:: Information supplied ::
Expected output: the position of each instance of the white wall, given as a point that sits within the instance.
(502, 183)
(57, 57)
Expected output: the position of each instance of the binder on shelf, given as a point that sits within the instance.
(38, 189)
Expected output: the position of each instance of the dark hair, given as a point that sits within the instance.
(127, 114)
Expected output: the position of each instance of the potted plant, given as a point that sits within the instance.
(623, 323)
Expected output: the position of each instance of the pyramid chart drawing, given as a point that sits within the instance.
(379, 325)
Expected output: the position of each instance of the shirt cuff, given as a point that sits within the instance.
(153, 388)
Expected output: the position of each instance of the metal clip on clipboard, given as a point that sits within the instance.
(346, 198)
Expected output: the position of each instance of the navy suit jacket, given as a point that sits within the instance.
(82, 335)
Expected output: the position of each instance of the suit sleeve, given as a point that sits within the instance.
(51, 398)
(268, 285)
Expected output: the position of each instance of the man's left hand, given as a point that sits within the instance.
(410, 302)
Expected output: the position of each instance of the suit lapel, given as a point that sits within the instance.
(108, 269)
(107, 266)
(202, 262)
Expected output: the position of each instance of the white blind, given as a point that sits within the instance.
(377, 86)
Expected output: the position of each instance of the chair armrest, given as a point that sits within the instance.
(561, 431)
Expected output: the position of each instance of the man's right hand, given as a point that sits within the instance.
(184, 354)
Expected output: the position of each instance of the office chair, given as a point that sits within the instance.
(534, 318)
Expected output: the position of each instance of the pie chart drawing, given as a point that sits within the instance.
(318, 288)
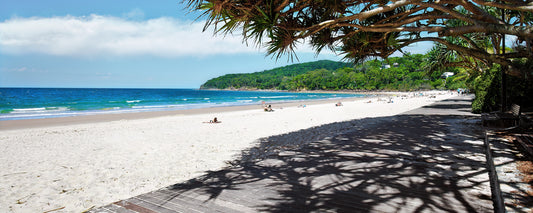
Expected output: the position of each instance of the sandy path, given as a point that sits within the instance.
(78, 166)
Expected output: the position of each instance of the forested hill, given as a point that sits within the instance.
(269, 79)
(396, 73)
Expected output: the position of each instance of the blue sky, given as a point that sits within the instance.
(122, 44)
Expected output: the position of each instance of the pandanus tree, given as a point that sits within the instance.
(359, 29)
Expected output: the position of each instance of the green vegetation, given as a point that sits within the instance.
(396, 73)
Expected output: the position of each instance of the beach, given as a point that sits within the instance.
(72, 164)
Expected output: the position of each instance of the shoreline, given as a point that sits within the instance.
(109, 117)
(75, 163)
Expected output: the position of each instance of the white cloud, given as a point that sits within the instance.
(111, 36)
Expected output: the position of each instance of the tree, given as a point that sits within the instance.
(375, 28)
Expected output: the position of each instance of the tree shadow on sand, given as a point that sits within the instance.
(410, 163)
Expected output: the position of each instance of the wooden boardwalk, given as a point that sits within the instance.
(427, 160)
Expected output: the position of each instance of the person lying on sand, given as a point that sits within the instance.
(215, 120)
(269, 108)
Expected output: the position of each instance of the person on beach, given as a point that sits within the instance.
(269, 108)
(214, 121)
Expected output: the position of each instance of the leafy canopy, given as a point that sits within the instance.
(359, 29)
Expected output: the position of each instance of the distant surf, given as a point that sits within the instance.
(32, 103)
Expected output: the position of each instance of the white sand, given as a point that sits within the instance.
(79, 166)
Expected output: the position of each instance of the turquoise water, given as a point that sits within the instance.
(30, 103)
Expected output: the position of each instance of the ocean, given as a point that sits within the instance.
(32, 103)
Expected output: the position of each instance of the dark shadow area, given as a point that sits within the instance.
(413, 163)
(420, 161)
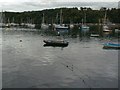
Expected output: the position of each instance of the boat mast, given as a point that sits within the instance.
(105, 18)
(85, 19)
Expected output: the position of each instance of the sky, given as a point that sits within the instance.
(35, 5)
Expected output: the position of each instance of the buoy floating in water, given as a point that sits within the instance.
(20, 40)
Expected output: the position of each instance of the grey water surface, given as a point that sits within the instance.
(26, 63)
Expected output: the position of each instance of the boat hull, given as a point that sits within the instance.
(55, 43)
(111, 46)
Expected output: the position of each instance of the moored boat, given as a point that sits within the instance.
(111, 46)
(56, 42)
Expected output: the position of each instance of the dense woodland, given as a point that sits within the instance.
(70, 15)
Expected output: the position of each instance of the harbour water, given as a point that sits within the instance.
(26, 63)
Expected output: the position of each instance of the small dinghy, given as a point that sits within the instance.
(60, 43)
(111, 46)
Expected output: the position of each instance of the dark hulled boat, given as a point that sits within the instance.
(61, 43)
(111, 46)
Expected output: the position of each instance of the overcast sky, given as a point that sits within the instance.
(29, 5)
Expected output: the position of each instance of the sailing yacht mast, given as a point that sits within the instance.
(43, 21)
(61, 17)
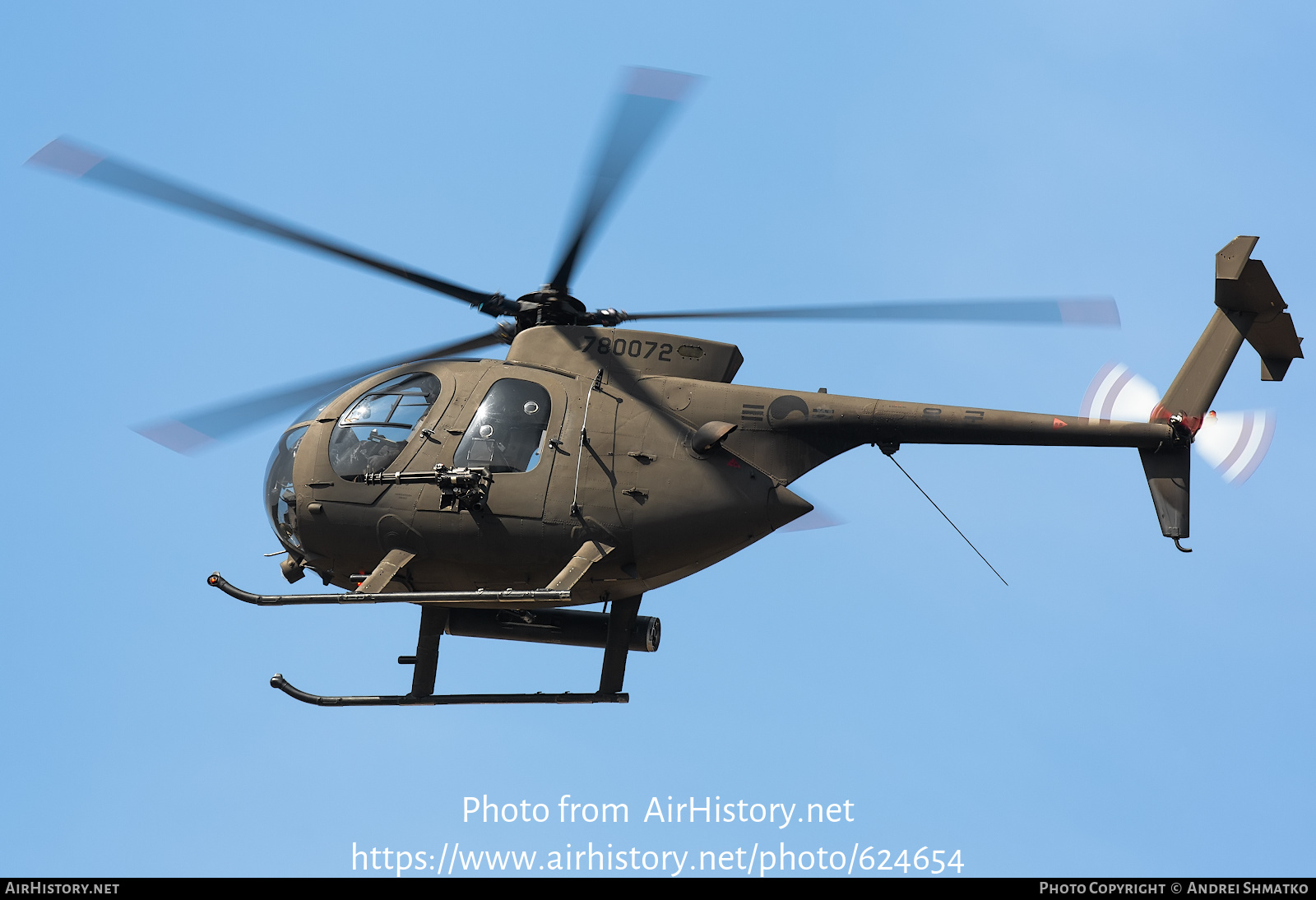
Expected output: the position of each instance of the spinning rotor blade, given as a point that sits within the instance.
(1232, 443)
(197, 429)
(63, 157)
(1059, 311)
(651, 98)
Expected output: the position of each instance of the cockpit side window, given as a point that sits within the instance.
(507, 434)
(280, 499)
(377, 428)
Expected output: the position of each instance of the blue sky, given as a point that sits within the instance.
(1120, 708)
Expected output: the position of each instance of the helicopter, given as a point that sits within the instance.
(595, 463)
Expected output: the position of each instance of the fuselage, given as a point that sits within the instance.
(587, 434)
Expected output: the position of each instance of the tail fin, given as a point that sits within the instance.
(1248, 307)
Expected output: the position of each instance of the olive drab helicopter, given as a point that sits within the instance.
(596, 463)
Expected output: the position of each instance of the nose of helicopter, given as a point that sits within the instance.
(280, 499)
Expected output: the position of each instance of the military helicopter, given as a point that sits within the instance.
(596, 463)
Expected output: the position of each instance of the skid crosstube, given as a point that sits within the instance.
(444, 699)
(620, 633)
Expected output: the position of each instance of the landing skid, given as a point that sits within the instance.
(443, 699)
(436, 608)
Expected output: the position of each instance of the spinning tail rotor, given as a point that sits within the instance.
(1248, 309)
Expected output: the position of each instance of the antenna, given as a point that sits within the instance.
(892, 458)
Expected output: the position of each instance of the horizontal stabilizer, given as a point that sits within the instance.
(1244, 285)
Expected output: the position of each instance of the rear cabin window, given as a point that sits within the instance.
(507, 434)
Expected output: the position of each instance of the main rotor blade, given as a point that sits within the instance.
(69, 158)
(1059, 311)
(195, 430)
(651, 98)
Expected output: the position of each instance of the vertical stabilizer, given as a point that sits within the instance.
(1248, 309)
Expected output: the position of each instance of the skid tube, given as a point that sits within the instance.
(539, 595)
(443, 699)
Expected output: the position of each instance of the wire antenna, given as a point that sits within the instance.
(892, 457)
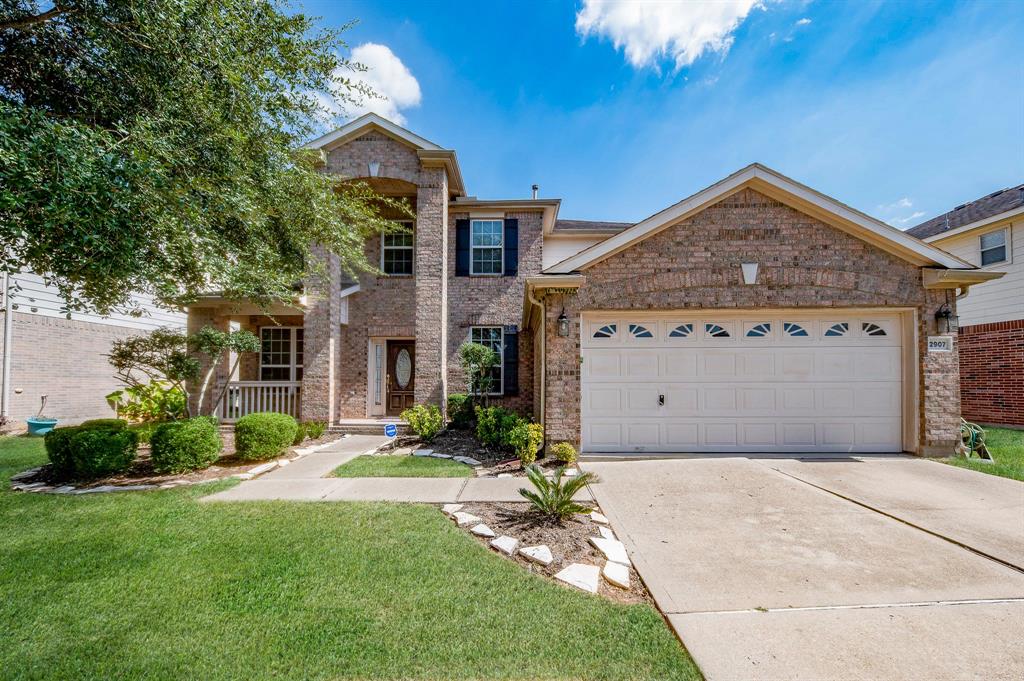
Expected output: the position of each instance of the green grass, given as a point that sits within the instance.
(399, 466)
(1007, 448)
(157, 586)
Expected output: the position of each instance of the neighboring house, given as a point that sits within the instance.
(755, 315)
(65, 358)
(988, 232)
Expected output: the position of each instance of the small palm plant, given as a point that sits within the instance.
(553, 498)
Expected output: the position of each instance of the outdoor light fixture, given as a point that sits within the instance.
(945, 317)
(750, 272)
(563, 324)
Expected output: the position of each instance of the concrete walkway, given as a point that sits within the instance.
(306, 479)
(873, 568)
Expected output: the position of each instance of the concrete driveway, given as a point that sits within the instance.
(886, 567)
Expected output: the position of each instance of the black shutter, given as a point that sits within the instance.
(462, 248)
(511, 339)
(511, 247)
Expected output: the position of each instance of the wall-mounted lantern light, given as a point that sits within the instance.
(563, 324)
(945, 321)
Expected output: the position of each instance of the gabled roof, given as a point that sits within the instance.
(781, 188)
(966, 215)
(358, 127)
(429, 153)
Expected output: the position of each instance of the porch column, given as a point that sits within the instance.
(322, 337)
(431, 288)
(219, 320)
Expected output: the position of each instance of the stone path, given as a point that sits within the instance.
(306, 479)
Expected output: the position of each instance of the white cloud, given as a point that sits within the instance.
(649, 32)
(385, 75)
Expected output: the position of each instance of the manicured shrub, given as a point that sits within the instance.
(495, 424)
(553, 499)
(564, 452)
(314, 429)
(114, 424)
(526, 438)
(184, 445)
(264, 434)
(425, 420)
(460, 410)
(87, 452)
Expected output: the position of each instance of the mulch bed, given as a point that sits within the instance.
(568, 543)
(141, 471)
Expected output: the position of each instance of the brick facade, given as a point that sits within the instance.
(991, 366)
(804, 263)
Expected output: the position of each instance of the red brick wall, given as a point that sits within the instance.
(804, 263)
(991, 360)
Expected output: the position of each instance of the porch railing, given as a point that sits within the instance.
(250, 396)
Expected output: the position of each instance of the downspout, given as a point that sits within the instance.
(544, 354)
(8, 334)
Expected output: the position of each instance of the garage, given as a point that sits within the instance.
(726, 381)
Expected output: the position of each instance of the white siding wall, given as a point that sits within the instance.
(1001, 300)
(34, 297)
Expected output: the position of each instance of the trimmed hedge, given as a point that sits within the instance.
(460, 410)
(183, 445)
(90, 451)
(263, 435)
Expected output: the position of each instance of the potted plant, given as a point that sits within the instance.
(39, 424)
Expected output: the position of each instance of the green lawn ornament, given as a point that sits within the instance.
(973, 441)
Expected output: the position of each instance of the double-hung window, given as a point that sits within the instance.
(281, 353)
(396, 252)
(493, 338)
(486, 247)
(993, 248)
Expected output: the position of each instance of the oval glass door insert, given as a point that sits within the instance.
(402, 368)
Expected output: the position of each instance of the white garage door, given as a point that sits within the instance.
(718, 382)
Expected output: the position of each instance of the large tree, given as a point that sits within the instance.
(151, 145)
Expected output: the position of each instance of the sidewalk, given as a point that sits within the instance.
(306, 479)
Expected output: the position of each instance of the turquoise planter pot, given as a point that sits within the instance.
(40, 427)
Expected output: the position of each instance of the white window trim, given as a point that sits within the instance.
(472, 248)
(293, 350)
(501, 356)
(412, 228)
(1007, 257)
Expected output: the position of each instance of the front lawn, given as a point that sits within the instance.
(156, 585)
(401, 466)
(1008, 449)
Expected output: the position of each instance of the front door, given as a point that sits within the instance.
(400, 376)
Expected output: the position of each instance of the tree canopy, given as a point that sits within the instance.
(151, 146)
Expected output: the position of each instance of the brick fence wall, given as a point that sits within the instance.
(991, 363)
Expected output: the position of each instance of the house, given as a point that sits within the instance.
(755, 315)
(988, 232)
(48, 351)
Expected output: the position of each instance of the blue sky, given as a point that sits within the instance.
(902, 110)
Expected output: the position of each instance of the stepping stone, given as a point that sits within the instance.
(616, 575)
(506, 544)
(613, 550)
(262, 468)
(465, 518)
(539, 554)
(581, 577)
(481, 530)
:::
Stated goal = Give again only the lines of the material above that run from the one with "front lawn, given" through the end, both included, exactly as they appear.

Right answer =
Expected output: the position of each instance of the front lawn, given as a point that sits within the instance.
(156, 585)
(401, 466)
(1008, 449)
Expected output: the position of each instance of the front door, given as a point that sits within the instance.
(400, 376)
Expected output: the position of each instance of the tree canopy, given as a point that sits within the instance.
(151, 146)
Expected output: the position of each instance of the brick fence wall, given as a point that sits within the instance.
(991, 363)
Expected output: the position of each instance of the house, given as a point that sits within the instance.
(755, 315)
(988, 232)
(48, 351)
Expected output: the position of each instance of the blue sky, given as a point that sits within the instance.
(902, 110)
Expected output: the position of each instance of the stepping stone, given as a point that sits within the instance.
(616, 575)
(506, 544)
(613, 550)
(262, 468)
(465, 518)
(539, 554)
(581, 577)
(481, 530)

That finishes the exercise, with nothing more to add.